# WHAT THE EXERCISE ASKS
In the listing below, change "Isolate" to "Locate" wherever it appears between the line holding "Isolate the distant shoreline." and the line holding "left=318, top=197, right=333, bottom=251", inclusive, and give those lines again with nothing else altered. Leave the pictures out of your answer.

# RECORD SET
BEGIN

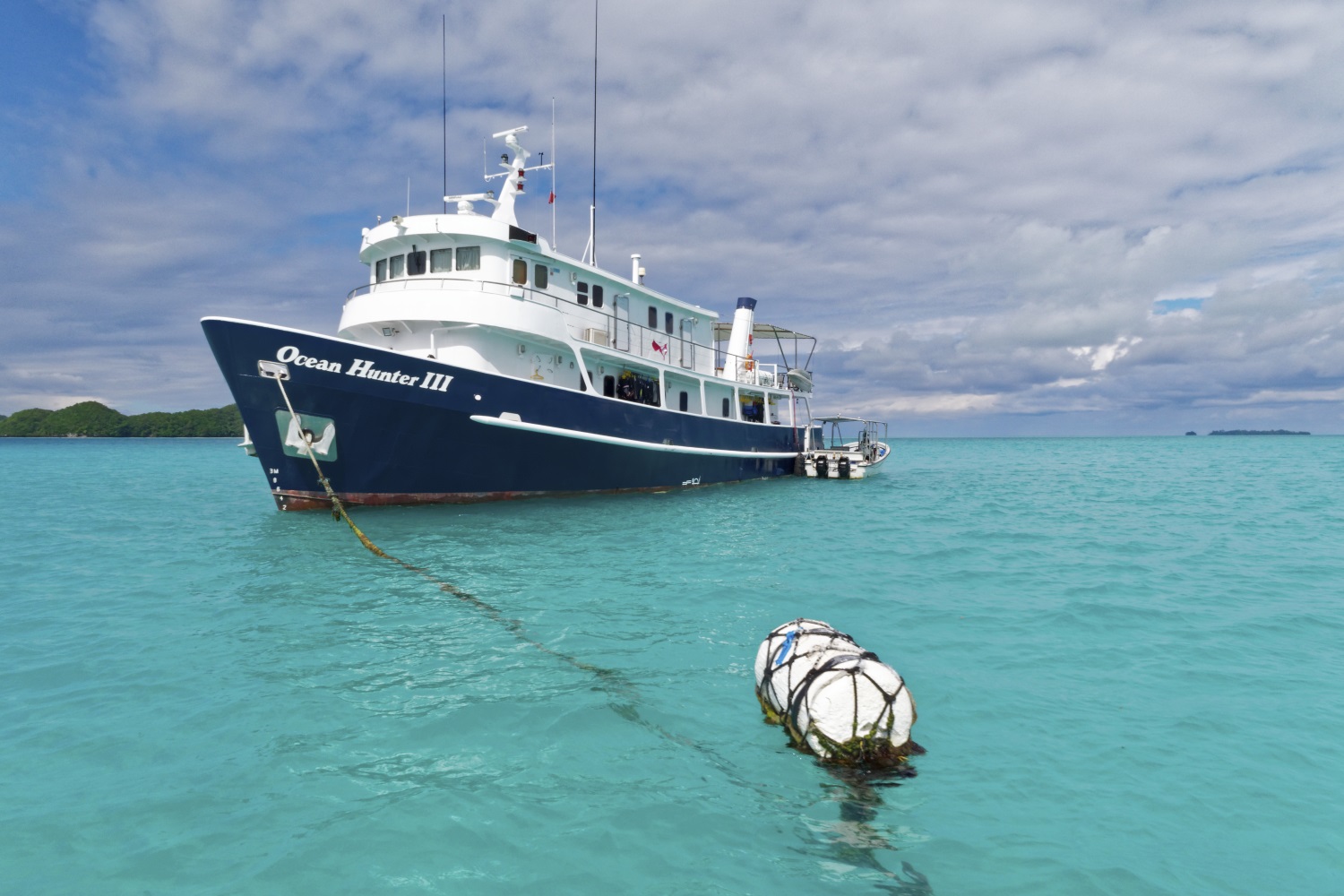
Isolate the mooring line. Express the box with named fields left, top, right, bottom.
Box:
left=274, top=376, right=784, bottom=802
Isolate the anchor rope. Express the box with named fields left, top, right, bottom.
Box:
left=267, top=376, right=784, bottom=802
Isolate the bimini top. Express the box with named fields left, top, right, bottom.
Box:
left=714, top=321, right=816, bottom=342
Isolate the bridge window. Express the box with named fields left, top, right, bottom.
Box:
left=406, top=246, right=425, bottom=277
left=457, top=246, right=481, bottom=270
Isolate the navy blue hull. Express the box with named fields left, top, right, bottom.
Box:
left=202, top=318, right=797, bottom=509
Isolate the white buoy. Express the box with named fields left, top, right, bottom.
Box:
left=784, top=653, right=919, bottom=766
left=755, top=619, right=863, bottom=724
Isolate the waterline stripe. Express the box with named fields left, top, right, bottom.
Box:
left=472, top=414, right=798, bottom=461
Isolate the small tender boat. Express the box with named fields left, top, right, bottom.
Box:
left=803, top=417, right=892, bottom=479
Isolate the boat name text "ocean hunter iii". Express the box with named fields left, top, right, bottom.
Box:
left=276, top=345, right=453, bottom=392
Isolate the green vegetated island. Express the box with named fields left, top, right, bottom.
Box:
left=0, top=401, right=244, bottom=439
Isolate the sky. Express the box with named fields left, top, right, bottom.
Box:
left=0, top=0, right=1344, bottom=436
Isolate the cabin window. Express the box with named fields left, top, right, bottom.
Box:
left=457, top=246, right=481, bottom=270
left=406, top=246, right=426, bottom=277
left=616, top=371, right=663, bottom=407
left=738, top=392, right=765, bottom=423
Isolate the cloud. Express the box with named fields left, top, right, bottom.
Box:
left=0, top=0, right=1344, bottom=431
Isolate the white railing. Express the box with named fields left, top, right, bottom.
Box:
left=346, top=274, right=806, bottom=390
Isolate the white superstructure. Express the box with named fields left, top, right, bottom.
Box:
left=339, top=129, right=812, bottom=427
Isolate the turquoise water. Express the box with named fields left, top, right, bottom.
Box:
left=0, top=436, right=1344, bottom=895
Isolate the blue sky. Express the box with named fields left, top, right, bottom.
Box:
left=0, top=0, right=1344, bottom=435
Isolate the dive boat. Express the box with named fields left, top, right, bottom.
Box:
left=803, top=417, right=892, bottom=479
left=202, top=127, right=816, bottom=511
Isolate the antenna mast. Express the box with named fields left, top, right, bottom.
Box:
left=551, top=97, right=559, bottom=251
left=444, top=12, right=448, bottom=215
left=583, top=0, right=599, bottom=267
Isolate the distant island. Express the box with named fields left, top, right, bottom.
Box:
left=1210, top=430, right=1311, bottom=435
left=0, top=401, right=244, bottom=439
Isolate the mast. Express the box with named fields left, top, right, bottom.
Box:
left=444, top=12, right=448, bottom=215
left=582, top=0, right=599, bottom=267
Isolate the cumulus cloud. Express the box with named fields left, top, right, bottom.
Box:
left=0, top=0, right=1344, bottom=433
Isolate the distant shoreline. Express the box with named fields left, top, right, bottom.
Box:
left=1210, top=430, right=1311, bottom=435
left=0, top=401, right=244, bottom=439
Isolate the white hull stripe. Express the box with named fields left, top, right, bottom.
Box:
left=472, top=414, right=798, bottom=461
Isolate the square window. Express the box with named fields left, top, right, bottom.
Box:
left=406, top=246, right=425, bottom=277
left=457, top=246, right=481, bottom=270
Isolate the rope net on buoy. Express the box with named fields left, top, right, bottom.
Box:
left=755, top=618, right=924, bottom=769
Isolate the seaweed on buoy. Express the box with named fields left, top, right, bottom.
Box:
left=755, top=618, right=924, bottom=777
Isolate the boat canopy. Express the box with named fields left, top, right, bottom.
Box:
left=714, top=321, right=816, bottom=342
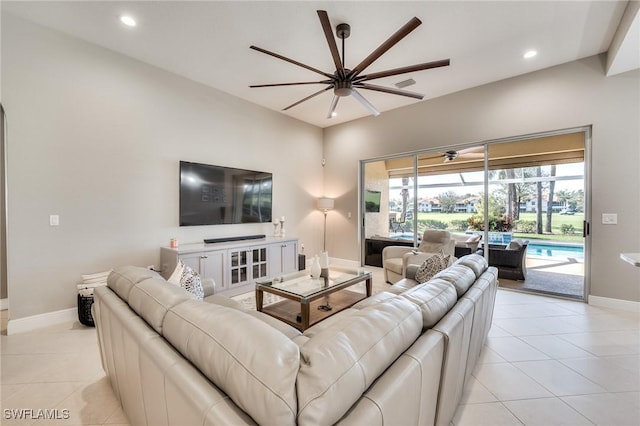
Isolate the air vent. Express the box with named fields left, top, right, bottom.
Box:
left=394, top=78, right=416, bottom=89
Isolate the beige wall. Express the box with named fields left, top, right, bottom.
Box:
left=324, top=57, right=640, bottom=302
left=364, top=161, right=389, bottom=238
left=2, top=13, right=322, bottom=319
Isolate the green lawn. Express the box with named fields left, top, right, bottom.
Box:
left=418, top=213, right=584, bottom=241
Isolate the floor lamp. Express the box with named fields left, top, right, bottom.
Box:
left=318, top=197, right=333, bottom=311
left=318, top=197, right=333, bottom=251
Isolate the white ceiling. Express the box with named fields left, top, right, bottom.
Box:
left=2, top=0, right=638, bottom=127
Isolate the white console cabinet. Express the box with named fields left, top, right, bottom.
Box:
left=160, top=237, right=298, bottom=296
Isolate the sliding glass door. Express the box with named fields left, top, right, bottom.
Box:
left=361, top=128, right=590, bottom=300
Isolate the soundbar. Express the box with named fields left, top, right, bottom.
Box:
left=204, top=234, right=266, bottom=244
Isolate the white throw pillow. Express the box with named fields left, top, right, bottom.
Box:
left=180, top=265, right=204, bottom=300
left=416, top=254, right=450, bottom=283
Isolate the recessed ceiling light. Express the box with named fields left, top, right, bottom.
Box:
left=120, top=15, right=137, bottom=27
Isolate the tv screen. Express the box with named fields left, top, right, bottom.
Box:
left=180, top=161, right=273, bottom=226
left=364, top=189, right=381, bottom=213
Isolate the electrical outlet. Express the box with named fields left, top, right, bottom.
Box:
left=49, top=214, right=60, bottom=226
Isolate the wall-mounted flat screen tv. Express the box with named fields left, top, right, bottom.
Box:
left=364, top=189, right=381, bottom=213
left=180, top=161, right=273, bottom=226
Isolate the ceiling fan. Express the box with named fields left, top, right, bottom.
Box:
left=422, top=146, right=484, bottom=163
left=249, top=10, right=449, bottom=118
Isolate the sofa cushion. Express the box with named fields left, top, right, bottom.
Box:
left=401, top=278, right=458, bottom=330
left=434, top=264, right=476, bottom=297
left=415, top=254, right=449, bottom=283
left=506, top=240, right=522, bottom=250
left=384, top=257, right=402, bottom=275
left=350, top=292, right=396, bottom=308
left=129, top=278, right=193, bottom=334
left=163, top=300, right=300, bottom=425
left=298, top=297, right=422, bottom=425
left=456, top=253, right=489, bottom=278
left=107, top=266, right=160, bottom=302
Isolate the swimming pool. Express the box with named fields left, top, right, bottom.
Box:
left=527, top=241, right=584, bottom=259
left=393, top=232, right=584, bottom=259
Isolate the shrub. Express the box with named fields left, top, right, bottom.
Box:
left=515, top=220, right=536, bottom=234
left=467, top=214, right=513, bottom=232
left=450, top=219, right=469, bottom=231
left=420, top=219, right=447, bottom=229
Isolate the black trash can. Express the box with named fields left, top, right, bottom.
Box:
left=78, top=294, right=95, bottom=327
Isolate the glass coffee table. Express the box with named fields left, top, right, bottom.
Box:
left=256, top=268, right=371, bottom=331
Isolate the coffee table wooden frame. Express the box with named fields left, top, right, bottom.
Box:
left=256, top=271, right=372, bottom=331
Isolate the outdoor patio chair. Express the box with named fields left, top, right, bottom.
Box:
left=489, top=239, right=529, bottom=281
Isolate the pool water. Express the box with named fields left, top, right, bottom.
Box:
left=527, top=242, right=584, bottom=259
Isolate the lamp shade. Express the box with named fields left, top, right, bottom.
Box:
left=318, top=197, right=333, bottom=211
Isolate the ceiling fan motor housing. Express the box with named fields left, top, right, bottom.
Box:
left=333, top=79, right=353, bottom=96
left=336, top=23, right=351, bottom=40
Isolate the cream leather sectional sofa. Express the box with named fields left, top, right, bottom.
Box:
left=93, top=255, right=497, bottom=425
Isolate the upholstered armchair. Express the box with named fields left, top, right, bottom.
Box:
left=382, top=229, right=455, bottom=284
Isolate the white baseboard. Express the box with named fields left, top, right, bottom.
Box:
left=7, top=308, right=78, bottom=335
left=589, top=295, right=640, bottom=312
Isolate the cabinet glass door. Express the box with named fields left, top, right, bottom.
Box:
left=252, top=247, right=267, bottom=279
left=230, top=250, right=249, bottom=284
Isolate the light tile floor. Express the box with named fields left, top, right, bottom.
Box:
left=0, top=282, right=640, bottom=426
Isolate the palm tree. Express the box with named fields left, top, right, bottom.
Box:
left=545, top=164, right=556, bottom=234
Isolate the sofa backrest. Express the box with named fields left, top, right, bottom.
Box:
left=433, top=264, right=476, bottom=298
left=296, top=297, right=422, bottom=425
left=163, top=300, right=300, bottom=425
left=107, top=266, right=160, bottom=303
left=455, top=253, right=489, bottom=278
left=400, top=278, right=458, bottom=330
left=129, top=278, right=193, bottom=335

END

# SOLUTION TO THIS EXERCISE
Locate the distant shoreline. Express the box with named fields left, top, right, bottom.
Box:
left=1210, top=430, right=1311, bottom=435
left=0, top=401, right=244, bottom=439
Locate the white hull stripe. Express the box with named fields left, top, right, bottom.
Box:
left=472, top=414, right=798, bottom=461
Locate the square window. Express the box with named fields left, top, right, bottom.
Box:
left=406, top=246, right=425, bottom=277
left=457, top=246, right=481, bottom=270
Locate the rope net on buoy. Express the box with named fields left, top, right, bottom.
Box:
left=755, top=618, right=924, bottom=769
Locate the seaweed on buoy. Express the box with named fields left, top, right, bottom.
Box:
left=755, top=618, right=924, bottom=777
Locate the boat canopy. Express the box with named fields left, top, right, bottom.
Box:
left=714, top=321, right=816, bottom=342
Locate the air vent. Express the box with named fields left, top, right, bottom.
Box:
left=394, top=78, right=416, bottom=89
Locate the beige wall. Express the box with named fields left, top, right, bottom.
Box:
left=324, top=57, right=640, bottom=302
left=364, top=161, right=389, bottom=238
left=2, top=13, right=322, bottom=319
Locate the green lawn. Express the box with named fields left, top, right, bottom.
Box:
left=418, top=213, right=584, bottom=241
Locate the floor lamp. Express the box with named fields left, top, right, bottom.
Box:
left=318, top=197, right=333, bottom=311
left=318, top=197, right=333, bottom=251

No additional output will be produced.